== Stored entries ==
· · ·

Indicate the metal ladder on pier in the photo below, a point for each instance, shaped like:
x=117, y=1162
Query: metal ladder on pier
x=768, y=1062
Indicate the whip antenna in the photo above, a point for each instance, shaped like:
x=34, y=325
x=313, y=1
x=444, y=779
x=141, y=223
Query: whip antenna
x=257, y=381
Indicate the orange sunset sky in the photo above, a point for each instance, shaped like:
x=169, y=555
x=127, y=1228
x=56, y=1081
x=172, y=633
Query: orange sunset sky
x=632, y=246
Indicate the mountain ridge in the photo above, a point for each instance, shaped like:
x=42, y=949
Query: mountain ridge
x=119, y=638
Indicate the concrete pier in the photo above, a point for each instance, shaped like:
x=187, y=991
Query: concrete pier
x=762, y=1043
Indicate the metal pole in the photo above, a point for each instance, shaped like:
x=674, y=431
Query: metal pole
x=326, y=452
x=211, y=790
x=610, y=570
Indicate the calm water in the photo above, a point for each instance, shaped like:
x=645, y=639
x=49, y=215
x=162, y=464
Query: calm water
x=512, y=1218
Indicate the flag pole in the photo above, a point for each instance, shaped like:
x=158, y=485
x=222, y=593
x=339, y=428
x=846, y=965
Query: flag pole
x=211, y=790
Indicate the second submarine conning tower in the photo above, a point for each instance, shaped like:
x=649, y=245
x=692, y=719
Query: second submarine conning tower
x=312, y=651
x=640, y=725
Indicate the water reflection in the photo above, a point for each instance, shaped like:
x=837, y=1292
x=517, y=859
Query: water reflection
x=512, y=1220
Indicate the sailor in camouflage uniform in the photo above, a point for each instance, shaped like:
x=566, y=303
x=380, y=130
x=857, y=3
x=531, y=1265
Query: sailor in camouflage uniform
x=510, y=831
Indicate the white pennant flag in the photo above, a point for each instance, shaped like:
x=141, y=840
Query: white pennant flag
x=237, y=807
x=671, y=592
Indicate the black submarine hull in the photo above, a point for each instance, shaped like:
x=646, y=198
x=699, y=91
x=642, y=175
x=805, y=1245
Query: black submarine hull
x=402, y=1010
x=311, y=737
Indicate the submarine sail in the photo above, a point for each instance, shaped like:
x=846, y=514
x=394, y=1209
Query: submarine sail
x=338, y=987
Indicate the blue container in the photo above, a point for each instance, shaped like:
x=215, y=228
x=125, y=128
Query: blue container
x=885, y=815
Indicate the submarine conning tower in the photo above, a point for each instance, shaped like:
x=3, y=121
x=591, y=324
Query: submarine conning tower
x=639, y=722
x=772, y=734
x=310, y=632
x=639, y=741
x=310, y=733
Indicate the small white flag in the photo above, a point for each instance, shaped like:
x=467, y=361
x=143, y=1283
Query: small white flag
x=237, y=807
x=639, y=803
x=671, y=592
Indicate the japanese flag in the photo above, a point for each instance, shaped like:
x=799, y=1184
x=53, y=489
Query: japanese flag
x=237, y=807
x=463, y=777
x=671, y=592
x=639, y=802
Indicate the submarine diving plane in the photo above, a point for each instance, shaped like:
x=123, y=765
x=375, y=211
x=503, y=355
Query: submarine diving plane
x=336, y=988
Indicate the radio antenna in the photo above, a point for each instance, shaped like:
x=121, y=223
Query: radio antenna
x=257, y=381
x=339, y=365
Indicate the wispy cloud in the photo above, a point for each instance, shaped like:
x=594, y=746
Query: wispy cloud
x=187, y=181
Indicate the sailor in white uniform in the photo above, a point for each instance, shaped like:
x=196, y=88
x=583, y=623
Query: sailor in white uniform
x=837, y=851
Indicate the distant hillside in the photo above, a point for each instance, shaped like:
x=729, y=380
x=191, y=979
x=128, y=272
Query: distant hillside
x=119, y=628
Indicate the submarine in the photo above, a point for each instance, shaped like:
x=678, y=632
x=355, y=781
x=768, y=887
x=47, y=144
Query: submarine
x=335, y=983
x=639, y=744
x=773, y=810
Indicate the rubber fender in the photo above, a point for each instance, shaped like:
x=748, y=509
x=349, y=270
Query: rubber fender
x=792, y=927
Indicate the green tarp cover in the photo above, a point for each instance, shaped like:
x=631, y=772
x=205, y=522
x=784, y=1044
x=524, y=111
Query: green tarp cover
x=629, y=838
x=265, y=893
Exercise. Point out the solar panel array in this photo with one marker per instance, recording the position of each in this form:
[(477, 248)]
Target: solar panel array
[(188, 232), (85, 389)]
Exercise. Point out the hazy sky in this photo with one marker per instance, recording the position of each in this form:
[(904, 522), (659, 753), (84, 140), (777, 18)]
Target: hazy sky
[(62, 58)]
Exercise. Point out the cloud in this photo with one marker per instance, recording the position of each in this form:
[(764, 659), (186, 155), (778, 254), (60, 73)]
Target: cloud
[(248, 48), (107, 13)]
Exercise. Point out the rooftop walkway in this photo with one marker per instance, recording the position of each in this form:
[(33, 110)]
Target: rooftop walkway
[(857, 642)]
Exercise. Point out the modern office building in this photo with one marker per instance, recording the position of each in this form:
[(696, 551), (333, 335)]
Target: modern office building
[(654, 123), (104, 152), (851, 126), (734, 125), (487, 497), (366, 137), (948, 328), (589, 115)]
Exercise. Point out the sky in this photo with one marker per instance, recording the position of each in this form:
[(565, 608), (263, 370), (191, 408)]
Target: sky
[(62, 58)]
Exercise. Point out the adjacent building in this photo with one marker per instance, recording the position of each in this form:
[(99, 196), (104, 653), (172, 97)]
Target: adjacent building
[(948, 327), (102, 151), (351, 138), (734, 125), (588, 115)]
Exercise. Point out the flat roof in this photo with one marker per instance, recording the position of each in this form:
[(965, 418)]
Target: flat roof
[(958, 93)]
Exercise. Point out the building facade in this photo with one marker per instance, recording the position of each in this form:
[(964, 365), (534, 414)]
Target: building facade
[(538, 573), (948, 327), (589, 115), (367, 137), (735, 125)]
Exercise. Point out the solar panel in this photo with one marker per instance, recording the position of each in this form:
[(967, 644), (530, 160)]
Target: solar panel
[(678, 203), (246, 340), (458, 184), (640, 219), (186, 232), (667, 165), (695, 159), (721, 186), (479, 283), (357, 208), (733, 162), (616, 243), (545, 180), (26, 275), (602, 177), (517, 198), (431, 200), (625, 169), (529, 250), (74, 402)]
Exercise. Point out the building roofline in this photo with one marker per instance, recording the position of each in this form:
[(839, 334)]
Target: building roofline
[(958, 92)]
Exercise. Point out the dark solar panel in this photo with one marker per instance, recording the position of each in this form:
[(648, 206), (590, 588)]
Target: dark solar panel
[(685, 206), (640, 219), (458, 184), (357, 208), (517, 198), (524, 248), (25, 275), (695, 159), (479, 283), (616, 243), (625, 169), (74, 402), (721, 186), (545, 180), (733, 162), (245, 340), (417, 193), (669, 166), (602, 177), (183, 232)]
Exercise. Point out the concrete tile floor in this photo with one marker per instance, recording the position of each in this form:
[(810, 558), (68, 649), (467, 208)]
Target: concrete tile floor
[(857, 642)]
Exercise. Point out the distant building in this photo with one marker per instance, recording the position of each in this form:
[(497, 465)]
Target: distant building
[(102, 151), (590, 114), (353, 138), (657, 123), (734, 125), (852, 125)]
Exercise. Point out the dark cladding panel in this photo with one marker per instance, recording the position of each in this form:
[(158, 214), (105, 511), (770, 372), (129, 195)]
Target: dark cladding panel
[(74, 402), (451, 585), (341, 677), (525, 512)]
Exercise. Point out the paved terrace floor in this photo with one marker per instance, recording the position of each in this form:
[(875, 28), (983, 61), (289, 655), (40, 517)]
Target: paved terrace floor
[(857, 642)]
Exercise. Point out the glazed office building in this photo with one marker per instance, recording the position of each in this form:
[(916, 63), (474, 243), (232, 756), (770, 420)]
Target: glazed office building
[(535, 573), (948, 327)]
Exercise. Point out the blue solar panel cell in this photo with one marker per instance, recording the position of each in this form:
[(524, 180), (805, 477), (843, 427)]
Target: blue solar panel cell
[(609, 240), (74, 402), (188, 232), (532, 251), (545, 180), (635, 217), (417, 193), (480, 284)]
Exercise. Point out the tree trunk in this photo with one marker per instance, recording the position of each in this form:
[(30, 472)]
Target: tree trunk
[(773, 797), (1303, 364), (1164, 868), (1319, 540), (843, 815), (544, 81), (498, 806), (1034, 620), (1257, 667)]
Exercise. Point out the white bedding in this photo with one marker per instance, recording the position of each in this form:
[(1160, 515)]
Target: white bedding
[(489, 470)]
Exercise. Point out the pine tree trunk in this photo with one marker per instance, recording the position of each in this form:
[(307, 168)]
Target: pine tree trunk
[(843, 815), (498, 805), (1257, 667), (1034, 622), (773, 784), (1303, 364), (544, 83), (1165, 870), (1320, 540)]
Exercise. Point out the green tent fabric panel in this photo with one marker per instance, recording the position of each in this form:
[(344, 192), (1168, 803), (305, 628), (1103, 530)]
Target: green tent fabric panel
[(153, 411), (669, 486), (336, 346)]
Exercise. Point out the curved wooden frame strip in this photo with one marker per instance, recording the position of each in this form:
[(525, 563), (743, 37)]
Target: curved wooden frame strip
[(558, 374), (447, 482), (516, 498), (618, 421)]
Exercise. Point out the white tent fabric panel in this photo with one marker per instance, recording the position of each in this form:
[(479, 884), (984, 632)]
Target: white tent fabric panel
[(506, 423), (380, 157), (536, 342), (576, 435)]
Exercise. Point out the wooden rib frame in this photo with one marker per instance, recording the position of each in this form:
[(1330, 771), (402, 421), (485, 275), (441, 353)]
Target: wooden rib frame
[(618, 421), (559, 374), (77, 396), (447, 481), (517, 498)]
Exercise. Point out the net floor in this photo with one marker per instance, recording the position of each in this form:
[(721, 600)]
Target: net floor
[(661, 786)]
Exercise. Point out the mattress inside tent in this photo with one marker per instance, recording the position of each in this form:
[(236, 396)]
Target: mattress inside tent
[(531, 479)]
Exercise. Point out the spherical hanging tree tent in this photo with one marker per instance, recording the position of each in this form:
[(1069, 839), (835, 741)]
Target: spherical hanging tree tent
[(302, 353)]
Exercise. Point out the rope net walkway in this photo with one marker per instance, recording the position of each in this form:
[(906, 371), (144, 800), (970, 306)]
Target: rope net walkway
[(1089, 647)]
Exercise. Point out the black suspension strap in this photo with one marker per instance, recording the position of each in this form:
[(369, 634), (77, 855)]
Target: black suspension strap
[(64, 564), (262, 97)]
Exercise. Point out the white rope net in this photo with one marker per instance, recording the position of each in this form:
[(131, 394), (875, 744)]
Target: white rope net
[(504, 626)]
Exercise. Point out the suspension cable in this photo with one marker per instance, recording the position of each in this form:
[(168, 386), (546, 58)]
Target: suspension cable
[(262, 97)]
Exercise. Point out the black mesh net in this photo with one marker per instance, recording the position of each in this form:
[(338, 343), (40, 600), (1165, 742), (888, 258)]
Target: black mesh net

· · ·

== Brief ==
Spot every line in the entries that includes the word "mesh", and copy each one out.

== Solution below ==
Exercise. Point out the black mesh net in this photo with one marker per instance, recording the position of each in this form:
Target: black mesh net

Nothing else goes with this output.